## The problem
Could you retype the entries exactly as they are?

## Material provided
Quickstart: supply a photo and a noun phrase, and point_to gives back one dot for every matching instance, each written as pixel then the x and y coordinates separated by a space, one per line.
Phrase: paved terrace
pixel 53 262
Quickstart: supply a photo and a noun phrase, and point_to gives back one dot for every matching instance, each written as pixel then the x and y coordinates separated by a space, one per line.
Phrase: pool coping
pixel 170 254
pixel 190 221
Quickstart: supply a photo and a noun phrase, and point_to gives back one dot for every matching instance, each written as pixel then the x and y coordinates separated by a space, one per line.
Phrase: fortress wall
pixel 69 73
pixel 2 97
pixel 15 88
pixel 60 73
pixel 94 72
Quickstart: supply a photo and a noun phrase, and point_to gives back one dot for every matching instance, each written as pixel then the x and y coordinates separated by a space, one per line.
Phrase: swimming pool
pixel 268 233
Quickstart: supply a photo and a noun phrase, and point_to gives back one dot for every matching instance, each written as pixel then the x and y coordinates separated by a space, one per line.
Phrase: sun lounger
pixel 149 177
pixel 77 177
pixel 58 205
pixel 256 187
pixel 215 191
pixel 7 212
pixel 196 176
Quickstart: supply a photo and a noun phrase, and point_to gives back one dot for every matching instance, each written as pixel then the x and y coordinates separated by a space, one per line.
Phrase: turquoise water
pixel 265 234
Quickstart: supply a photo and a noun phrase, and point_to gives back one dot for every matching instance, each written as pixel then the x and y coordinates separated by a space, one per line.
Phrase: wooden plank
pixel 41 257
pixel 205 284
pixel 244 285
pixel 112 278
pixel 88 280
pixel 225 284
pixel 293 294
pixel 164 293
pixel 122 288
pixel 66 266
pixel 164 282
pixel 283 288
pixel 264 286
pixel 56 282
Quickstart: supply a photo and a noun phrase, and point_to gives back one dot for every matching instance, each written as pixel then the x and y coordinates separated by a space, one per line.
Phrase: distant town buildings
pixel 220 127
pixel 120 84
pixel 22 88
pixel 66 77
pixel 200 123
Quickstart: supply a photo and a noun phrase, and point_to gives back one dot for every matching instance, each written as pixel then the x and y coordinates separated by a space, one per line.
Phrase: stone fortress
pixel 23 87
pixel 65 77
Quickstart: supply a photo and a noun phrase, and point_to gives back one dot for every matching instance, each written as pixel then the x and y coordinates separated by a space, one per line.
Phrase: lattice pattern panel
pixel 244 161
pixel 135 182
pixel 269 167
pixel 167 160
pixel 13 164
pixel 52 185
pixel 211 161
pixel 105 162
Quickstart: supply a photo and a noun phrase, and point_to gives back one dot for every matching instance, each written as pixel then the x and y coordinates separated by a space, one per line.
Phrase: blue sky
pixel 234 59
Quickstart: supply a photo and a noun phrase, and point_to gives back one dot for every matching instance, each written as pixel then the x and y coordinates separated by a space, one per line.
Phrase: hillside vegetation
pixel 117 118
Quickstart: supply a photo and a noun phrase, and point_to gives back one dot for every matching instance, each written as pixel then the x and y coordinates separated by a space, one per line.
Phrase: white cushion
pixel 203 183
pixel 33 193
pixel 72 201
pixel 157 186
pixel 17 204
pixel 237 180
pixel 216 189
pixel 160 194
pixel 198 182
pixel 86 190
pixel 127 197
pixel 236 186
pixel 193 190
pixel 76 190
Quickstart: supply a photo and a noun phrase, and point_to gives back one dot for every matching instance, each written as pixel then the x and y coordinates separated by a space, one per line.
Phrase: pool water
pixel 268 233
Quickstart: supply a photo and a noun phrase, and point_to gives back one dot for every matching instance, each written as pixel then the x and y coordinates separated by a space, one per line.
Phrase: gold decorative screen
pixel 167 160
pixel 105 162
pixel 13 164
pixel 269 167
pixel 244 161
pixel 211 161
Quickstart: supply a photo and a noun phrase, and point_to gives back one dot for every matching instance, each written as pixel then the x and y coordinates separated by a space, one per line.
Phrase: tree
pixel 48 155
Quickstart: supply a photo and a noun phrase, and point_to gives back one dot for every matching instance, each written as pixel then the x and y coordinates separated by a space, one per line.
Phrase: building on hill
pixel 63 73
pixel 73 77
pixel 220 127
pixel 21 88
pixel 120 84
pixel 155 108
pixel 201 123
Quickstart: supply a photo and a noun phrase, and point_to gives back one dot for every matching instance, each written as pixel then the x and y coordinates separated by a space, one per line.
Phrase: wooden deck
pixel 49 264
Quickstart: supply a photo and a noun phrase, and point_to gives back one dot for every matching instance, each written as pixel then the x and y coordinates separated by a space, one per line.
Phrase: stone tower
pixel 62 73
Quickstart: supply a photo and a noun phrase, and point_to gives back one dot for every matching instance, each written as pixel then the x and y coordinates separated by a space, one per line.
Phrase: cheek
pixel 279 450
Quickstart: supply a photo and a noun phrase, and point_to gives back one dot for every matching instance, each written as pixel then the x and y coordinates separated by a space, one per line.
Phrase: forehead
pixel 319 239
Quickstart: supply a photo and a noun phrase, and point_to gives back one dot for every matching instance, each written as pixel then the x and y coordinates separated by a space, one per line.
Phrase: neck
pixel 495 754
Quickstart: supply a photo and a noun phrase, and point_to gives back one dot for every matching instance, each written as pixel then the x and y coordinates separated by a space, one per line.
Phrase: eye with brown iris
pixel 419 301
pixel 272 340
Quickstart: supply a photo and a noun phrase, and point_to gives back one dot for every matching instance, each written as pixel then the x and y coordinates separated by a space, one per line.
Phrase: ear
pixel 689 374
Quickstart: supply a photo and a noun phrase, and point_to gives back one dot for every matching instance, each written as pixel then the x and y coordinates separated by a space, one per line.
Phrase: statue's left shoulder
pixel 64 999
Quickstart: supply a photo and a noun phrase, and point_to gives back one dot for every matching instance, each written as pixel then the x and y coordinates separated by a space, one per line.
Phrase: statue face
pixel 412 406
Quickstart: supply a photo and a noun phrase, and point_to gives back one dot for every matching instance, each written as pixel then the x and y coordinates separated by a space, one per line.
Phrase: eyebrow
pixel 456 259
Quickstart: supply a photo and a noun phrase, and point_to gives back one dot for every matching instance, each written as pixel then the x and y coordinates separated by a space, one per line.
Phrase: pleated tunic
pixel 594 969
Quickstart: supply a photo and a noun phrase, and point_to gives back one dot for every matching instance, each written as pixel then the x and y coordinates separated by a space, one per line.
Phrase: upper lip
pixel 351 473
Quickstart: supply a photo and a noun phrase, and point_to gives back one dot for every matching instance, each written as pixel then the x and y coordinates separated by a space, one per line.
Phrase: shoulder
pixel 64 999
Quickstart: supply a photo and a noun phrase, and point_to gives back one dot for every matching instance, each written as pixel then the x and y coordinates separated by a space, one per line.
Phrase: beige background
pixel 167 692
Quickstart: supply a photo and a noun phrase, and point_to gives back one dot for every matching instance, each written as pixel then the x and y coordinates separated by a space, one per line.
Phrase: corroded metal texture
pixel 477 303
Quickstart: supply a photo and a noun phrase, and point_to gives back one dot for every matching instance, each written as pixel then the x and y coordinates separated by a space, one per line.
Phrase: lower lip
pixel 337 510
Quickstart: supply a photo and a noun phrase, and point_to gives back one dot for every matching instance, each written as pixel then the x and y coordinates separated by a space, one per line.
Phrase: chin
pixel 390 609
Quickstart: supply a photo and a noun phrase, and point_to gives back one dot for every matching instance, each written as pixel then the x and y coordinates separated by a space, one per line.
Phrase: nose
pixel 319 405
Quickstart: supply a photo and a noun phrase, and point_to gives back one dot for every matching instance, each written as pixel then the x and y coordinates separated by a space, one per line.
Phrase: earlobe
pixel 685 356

## Response box
Quickstart: supply a photo and a noun phrase, and point_to gives back one dot for every matching instance, each written as pixel then the x and y coordinates separated by a space, one per line.
Phrase: paved terrace
pixel 53 262
Quickstart: supply a photo and a noun phrase, and point_to gives back one dot for every matching instance, each written as pixel then the x and y coordinates separated by a space, one per line.
Phrase: pool coping
pixel 170 254
pixel 190 221
Quickstart: supply a photo and a noun phrase, and point_to gives back one dot for every matching instance, each written as pixel then the x and y coordinates separated by a space, one per line.
Phrase: fortress wall
pixel 69 73
pixel 2 97
pixel 15 88
pixel 60 73
pixel 94 72
Quickstart: supply a photo and a noun phrase, and point_to gives back one dot for every matching instance, each written as pixel then the x and y coordinates separated by a space, one per line.
Phrase: swimming pool
pixel 268 233
Quickstart: supply a photo and a noun phrase, and point_to gives back one dot for every matching instance, each written as pixel then the x and y coordinates separated by a space, one per line.
Phrase: sun lounger
pixel 149 177
pixel 77 177
pixel 58 205
pixel 256 187
pixel 215 191
pixel 7 212
pixel 196 176
Quickstart: supply a photo and a noun phrase, and point_to gives back one dot for every matching instance, each written as pixel then the x and y coordinates separated by a space, one per line.
Phrase: turquoise water
pixel 265 234
Quickstart: supply a photo and a noun phrase, and point_to gives back one dot for every matching instance, each written as pixel then the x and y coordinates separated by a space, one per line.
Phrase: wooden plank
pixel 41 257
pixel 205 284
pixel 244 285
pixel 112 278
pixel 88 280
pixel 225 284
pixel 293 294
pixel 164 293
pixel 122 288
pixel 66 266
pixel 164 282
pixel 283 288
pixel 264 286
pixel 56 282
Quickstart: supply a photo and a noun phrase, and point_to gives back one dot for every matching instance, each written as pixel then the x and y coordinates separated by a space, one per line.
Phrase: distant town buildings
pixel 220 127
pixel 120 84
pixel 22 88
pixel 66 77
pixel 200 123
Quickstart: supply a photo and a noun phrase, and point_to gives back one dot for every matching instance, each written as pixel then the x and y coordinates separated by a space, one per line.
Phrase: stone fortress
pixel 23 87
pixel 65 77
Quickstart: supply a photo and a noun phrase, and point_to gives back one dot for every matching instance, each written as pixel then the x and y coordinates separated by a space, one per line.
Phrase: lattice pattern panel
pixel 244 161
pixel 135 182
pixel 269 167
pixel 167 160
pixel 13 164
pixel 52 185
pixel 211 161
pixel 105 162
Quickstart: supply a photo and a noun phrase, and point_to gives back one dot for every matching instance, each written as pixel then the x and y coordinates separated by a space, one per line.
Phrase: blue sky
pixel 234 59
Quickstart: supply a photo and a noun phrase, and point_to gives back one dot for every matching instance, each written as pixel then the x and y coordinates separated by a space, one per line.
Phrase: hillside vegetation
pixel 117 118
Quickstart: supply a photo and a noun phrase, and point_to gives back one dot for every matching instance, each written as pixel then the x and y coordinates separated by a space, one per line.
Phrase: white cushion
pixel 203 183
pixel 33 193
pixel 72 201
pixel 157 186
pixel 17 204
pixel 237 180
pixel 216 189
pixel 160 194
pixel 198 182
pixel 86 190
pixel 127 197
pixel 236 186
pixel 193 190
pixel 76 190
Quickstart: supply a photo and a noun phrase, and point_to gives back one dot for every matching instance, each written as pixel then the x and y coordinates separated by a space, one per line.
Phrase: pool water
pixel 268 233
Quickstart: supply a photo and a noun phrase, and point_to gives back one dot for every matching instance, each written as pixel then the x and y coordinates separated by a space, one per line.
Phrase: gold decorative screen
pixel 167 160
pixel 105 162
pixel 13 164
pixel 269 167
pixel 244 161
pixel 211 161
Quickstart: supply a photo and a noun phrase, and point_to gives back one dot for every matching instance, each written as pixel then the x and y coordinates separated by a space, one per line.
Phrase: tree
pixel 48 155
Quickstart: supply a photo and a noun phrase, and point_to gives back one dot for every matching instance, each written as pixel then the x and y coordinates separated by a space, one per line.
Phrase: building on hill
pixel 63 73
pixel 73 77
pixel 220 127
pixel 21 88
pixel 120 84
pixel 155 108
pixel 201 123
Quickstart: supply a photo and a noun phrase, and point_to gives back one dot for every matching instance, each written as pixel then the x and y coordinates separated by a space, one per line.
Phrase: wooden deck
pixel 49 264
Quickstart: supply a photo and a noun phrase, and point_to gives back one dot for every matching instance, each written as pixel then the x and y coordinates separated by a space, one per line.
Phrase: stone tower
pixel 62 73
Quickstart: supply a photo and a noun phrase, and point_to gives back one dot for every matching instance, each written as pixel then the x and y coordinates separated by a space, one per line.
Phrase: cheek
pixel 279 450
Quickstart: supply a photo and a noun phrase, and point_to gives back one dot for every matching instance, each written as pixel then the x and y coordinates separated by a space, one per line.
Phrase: forehead
pixel 319 239
Quickstart: supply a photo and a noun phrase, and point_to gives back one dot for every matching instance, each written as pixel then the x and y coordinates separated by a space, one per line.
Phrase: neck
pixel 495 754
Quickstart: supply a photo and a noun phrase, and point_to gives back one dot for every matching instance, each written as pixel then the x and y coordinates separated by a space, one per line.
Phrase: eye with brown iris
pixel 419 301
pixel 272 340
Quickstart: supply a photo and a noun phrase, and point_to gives back one dot for every matching instance, each written as pixel then the x and y coordinates separated by a space, one per line.
Phrase: ear
pixel 689 374
Quickstart: supply a photo and a noun phrase, and point_to gives back one dot for every matching instance, each written as pixel then the x and y coordinates separated by a space, one per line.
Phrase: statue's left shoulder
pixel 64 999
Quickstart: supply a photo and a noun phrase, and point_to gives back one dot for every matching instance, each written as pixel then the x and y coordinates separated by a space, one per line.
Phrase: statue face
pixel 412 406
Quickstart: supply a photo and a noun phrase, and point_to gives back one dot for every matching instance, each written as pixel then the x and y coordinates separated by a space, one per line.
Phrase: eyebrow
pixel 456 259
Quickstart: supply a photo and a noun phrase, and point_to gives back one dot for every matching instance, each written as pixel then the x and y coordinates separated by a space, one per line.
Phrase: pleated tunic
pixel 594 969
Quickstart: supply a photo and a noun phrase, and point_to gives back one dot for every matching instance, each written as pixel then the x and y coordinates separated by a space, one per line.
Phrase: upper lip
pixel 351 473
Quickstart: supply a photo and a noun phrase, and point_to gives back one dot for every matching instance, each written as pixel then the x and y coordinates separated by a space, one per line.
Phrase: shoulder
pixel 64 999
Quickstart: supply a photo and a noun phrase, and point_to gives back one dot for every matching instance, each written as pixel then the x and y coordinates separated by a space, one per line.
Phrase: beige background
pixel 167 692
Quickstart: supply a photo and a noun phrase, and point_to gives back one dot for every matching instance, each written as pixel then the x and y coordinates separated by a space, one per line.
Phrase: corroded metal texture
pixel 477 303
Quickstart: supply a photo and a noun phrase, and point_to gives back one dot for every matching instance, each written as pixel then the x and y coordinates separated by a space, one per line.
Phrase: lower lip
pixel 337 510
Quickstart: supply a photo and a noun phrase, and point_to gives back one dot for every matching instance, each written as pixel then the x and y coordinates separated by a space, one per line.
Phrase: chin
pixel 390 609
Quickstart: supply a photo and a noun phrase, and point_to gives back one dot for every matching instance, each written as pixel then the x and y coordinates separated by a space, one per line.
Phrase: nose
pixel 319 405
Quickstart: supply a photo and a noun phrase, and point_to gives back one dot for every matching instance, each written as pixel then the x and y coordinates separated by a space, one per line.
Phrase: earlobe
pixel 685 356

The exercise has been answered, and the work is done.